(Provided records):
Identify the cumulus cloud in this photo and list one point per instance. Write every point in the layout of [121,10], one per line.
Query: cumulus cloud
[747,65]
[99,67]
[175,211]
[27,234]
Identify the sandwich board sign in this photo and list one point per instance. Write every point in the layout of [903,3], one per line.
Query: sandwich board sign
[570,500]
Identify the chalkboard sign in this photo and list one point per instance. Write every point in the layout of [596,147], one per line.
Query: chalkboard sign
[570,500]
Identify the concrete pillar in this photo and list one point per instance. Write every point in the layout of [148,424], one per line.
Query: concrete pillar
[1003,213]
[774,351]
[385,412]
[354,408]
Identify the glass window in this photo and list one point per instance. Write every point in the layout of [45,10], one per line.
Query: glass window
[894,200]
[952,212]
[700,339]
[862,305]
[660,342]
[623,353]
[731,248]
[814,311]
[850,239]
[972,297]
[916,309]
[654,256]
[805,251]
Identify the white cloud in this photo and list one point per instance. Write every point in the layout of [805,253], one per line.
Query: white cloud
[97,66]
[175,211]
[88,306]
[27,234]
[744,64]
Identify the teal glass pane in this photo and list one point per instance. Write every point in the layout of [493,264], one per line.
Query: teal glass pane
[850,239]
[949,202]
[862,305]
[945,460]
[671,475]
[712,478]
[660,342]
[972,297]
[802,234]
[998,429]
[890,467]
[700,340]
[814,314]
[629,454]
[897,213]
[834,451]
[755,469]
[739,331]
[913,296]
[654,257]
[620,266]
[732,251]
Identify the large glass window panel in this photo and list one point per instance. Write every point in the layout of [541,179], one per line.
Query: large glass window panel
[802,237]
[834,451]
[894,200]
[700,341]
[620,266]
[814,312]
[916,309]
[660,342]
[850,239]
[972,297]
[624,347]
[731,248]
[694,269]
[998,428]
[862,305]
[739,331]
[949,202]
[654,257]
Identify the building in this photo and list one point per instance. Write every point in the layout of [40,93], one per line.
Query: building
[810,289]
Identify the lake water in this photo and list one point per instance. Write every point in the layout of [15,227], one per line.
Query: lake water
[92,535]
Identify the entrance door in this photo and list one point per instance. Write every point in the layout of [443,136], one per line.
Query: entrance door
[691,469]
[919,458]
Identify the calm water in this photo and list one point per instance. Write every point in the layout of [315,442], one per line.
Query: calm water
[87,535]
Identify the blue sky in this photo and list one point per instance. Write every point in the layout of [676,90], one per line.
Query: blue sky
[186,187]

(Task statement): Update the listing from the line containing "Identify the blue" through the end of the listing: write those lines out again with "blue sky" changed to "clear sky" and everything else unchanged.

(Response to the exercise):
Identify the clear sky in this photo and list one point per instance. Write every point in the layout of [676,90], one per line.
Query: clear sky
[186,187]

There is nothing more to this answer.